(Entries for pointing at labeled objects)
- - -
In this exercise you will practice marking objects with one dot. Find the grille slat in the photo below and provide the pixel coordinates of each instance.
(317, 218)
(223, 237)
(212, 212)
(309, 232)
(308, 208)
- - -
Your objective:
Can you reproduce every item above, line for line and without any changes?

Answer below:
In this exercise you will practice marking objects with one dot. Find the grille slat in the photo below and provide the pixel coordinates of each instance.
(317, 218)
(223, 237)
(212, 212)
(309, 232)
(308, 208)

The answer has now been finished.